Exercise set:
1. In the post on privilege and the Crop Mob, rewrite the paragraph that begins "Naturally, this lifestyle" as a short bulleted list that keeps its main facts.
2. Translate this sentence from the post on privilege and the Crop Mob into Spanish: "It makes me dream of my days in Carrboro, where I could pay five dollars for some ears of corn or alternately dumpster them from a Food Lion."
3. According to the post on privilege and the Crop Mob, how much does the writer get charged for a grapefruit jugo, and what does the writer believe it actually costs?

Quoted text:
┄┄┄┄┄┄

A lot of things in life make me grumpy. You know what makes me grumpy? Watermelon in my yogurt. Corn tortillas. Men in moving vehicles stopping said vehicles next to my walking person and saying lewd things. (I was wearing sweatpants, dude. And also? Fuck you.) Owning my white privilege.
Ever since I moved to Mexico, especially in my time in the primarily indigenous states of Oaxaca and Chiapas, I have had to own white privilege that I am not sure I got to enjoy in my rather Latino-ish childhood. But I am pale and this means people are either kind of rude, they make creepy comments about my pale hotness, or I get charged 18 pesos for a grapefruit jugo that I just know only costs 12. Look, world, you were totally right. Being white is hard business.
Oh, wait.
Naturally, this lifestyle of constantly apologizing for something I am not entirely sure I have adequately enjoyed is kind of exhausting. It makes me dream of my days in Carrboro, where I could pay five dollars for some ears of corn or alternately dumpster them from a Food Lion. Where I was politely ignored by the bearded, plaid-clad masses. Where I could rest easy, taking comfort in my privileged anonymity. And let's be honest. Carrboro is lovely. It is full of Stuff White People Like, and I love that Stuff. Farmers' markets? Fancy sandwiches? Grad school? It is all there, friends.
Recently, though, a particular Stuff that happens in Carrboro has exploded in national attention: the Crop Mob. The Crop Mob website describes the mob as "primarily a group of young, landless, and wannabe farmers who come together to build and empower communities by working side by side." How fucking glorious--hold on, let me be an asshole and latch onto this image of the scruffy, Jeffersonian youths! They are building community through agrarianism! Wait. Aren't there, like, a community of people out there who, like, have to do farmwork? For money?

┄┄┄┄┄┄

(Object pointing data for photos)
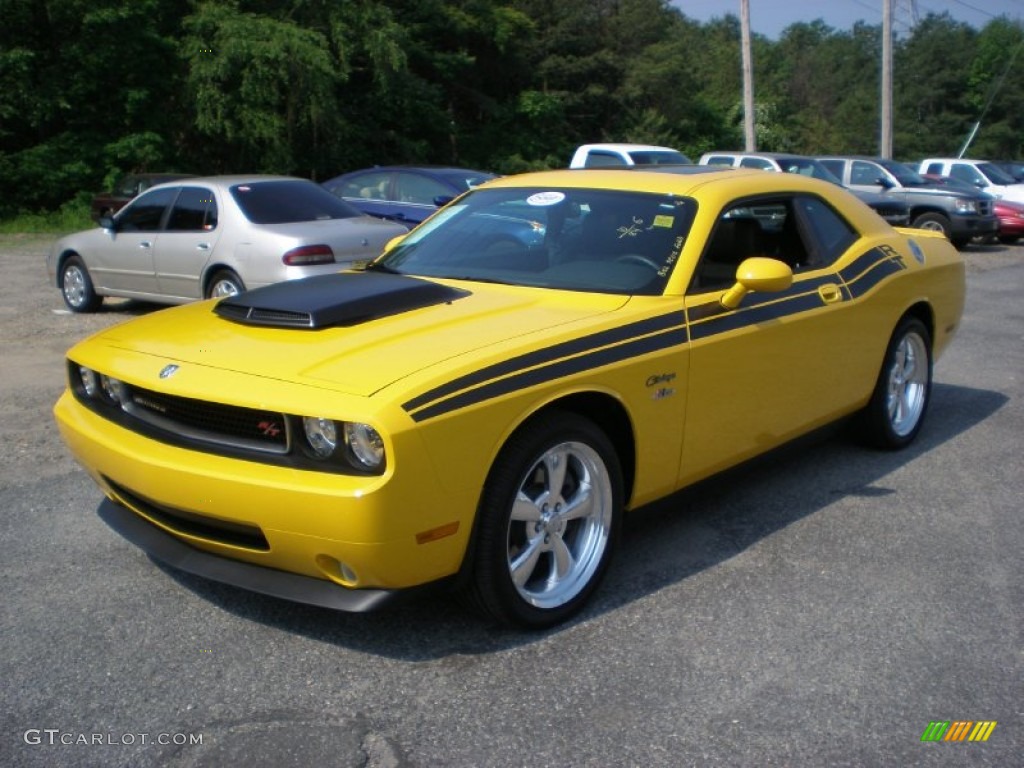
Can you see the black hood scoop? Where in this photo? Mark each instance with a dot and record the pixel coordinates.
(330, 300)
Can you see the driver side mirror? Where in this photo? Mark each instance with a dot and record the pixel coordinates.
(759, 274)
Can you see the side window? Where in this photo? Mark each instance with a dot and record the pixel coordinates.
(145, 212)
(836, 166)
(830, 232)
(366, 186)
(720, 160)
(864, 173)
(412, 187)
(601, 159)
(802, 231)
(195, 211)
(968, 173)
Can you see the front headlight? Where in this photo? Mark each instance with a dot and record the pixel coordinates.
(358, 444)
(365, 444)
(322, 435)
(113, 388)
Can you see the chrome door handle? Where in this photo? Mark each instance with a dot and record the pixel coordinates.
(830, 293)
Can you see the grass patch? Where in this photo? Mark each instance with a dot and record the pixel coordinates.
(71, 217)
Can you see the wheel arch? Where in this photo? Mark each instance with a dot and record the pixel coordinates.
(210, 270)
(60, 261)
(606, 412)
(923, 311)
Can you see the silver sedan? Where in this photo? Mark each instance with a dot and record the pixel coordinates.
(203, 238)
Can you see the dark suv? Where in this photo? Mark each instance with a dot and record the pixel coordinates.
(109, 203)
(961, 215)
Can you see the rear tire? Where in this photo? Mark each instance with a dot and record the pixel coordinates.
(896, 411)
(76, 287)
(549, 521)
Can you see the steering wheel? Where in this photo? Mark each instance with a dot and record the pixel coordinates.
(636, 258)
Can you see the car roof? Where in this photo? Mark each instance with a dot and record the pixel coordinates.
(677, 179)
(424, 168)
(628, 147)
(232, 179)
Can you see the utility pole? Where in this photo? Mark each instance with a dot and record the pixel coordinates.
(750, 139)
(886, 146)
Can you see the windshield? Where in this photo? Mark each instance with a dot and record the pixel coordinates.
(808, 167)
(995, 174)
(463, 179)
(904, 173)
(577, 240)
(658, 157)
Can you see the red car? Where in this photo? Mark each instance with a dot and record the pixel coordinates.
(1011, 220)
(109, 203)
(1011, 214)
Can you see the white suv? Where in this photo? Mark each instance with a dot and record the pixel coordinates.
(608, 156)
(986, 176)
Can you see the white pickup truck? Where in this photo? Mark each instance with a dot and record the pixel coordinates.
(605, 156)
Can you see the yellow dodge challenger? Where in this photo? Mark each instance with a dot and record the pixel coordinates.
(481, 403)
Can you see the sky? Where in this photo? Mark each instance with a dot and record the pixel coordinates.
(769, 17)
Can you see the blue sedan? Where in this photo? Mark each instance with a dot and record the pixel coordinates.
(403, 194)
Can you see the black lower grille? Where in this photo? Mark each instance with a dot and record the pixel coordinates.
(222, 531)
(241, 427)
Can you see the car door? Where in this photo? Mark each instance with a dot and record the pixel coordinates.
(866, 176)
(125, 262)
(370, 192)
(186, 243)
(779, 364)
(416, 195)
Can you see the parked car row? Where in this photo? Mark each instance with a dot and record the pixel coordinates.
(183, 238)
(213, 237)
(475, 410)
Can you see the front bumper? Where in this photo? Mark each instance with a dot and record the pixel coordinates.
(373, 535)
(973, 226)
(301, 589)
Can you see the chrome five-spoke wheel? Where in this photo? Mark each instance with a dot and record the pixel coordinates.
(548, 522)
(559, 525)
(896, 411)
(908, 379)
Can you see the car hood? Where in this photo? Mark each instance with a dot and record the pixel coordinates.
(356, 351)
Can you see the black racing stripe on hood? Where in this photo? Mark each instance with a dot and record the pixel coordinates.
(329, 300)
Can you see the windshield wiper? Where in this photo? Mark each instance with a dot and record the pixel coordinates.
(380, 266)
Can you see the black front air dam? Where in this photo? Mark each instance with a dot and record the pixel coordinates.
(300, 589)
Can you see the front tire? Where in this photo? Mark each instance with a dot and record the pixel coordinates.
(76, 287)
(549, 521)
(935, 222)
(896, 411)
(224, 283)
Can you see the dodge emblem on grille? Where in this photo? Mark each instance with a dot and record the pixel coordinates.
(268, 428)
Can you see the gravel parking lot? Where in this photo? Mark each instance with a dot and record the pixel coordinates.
(820, 609)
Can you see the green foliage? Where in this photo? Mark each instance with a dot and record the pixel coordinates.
(90, 89)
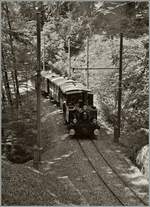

┄┄┄┄┄┄

Task results:
1.
- Constantly apologizing for a privilege the writer isn't sure they have adequately enjoyed is exhausting.
- It makes the writer dream of their days in Carrboro. There, corn could be bought for five dollars or dumpstered from a Food Lion.
- In Carrboro, the bearded, plaid-clad masses politely ignored the writer, who could rest easy in privileged anonymity.
- Carrboro is lovely and full of Stuff White People Like, such as farmers' markets, fancy sandwiches and grad school. The writer loves that Stuff.

2. Me hace soñar con mis días en Carrboro, donde podía pagar cinco dólares por unas mazorcas de maíz o, como alternativa, sacarlas del contenedor de basura de un Food Lion.

3. The writer is charged 18 pesos but believes it costs only 12.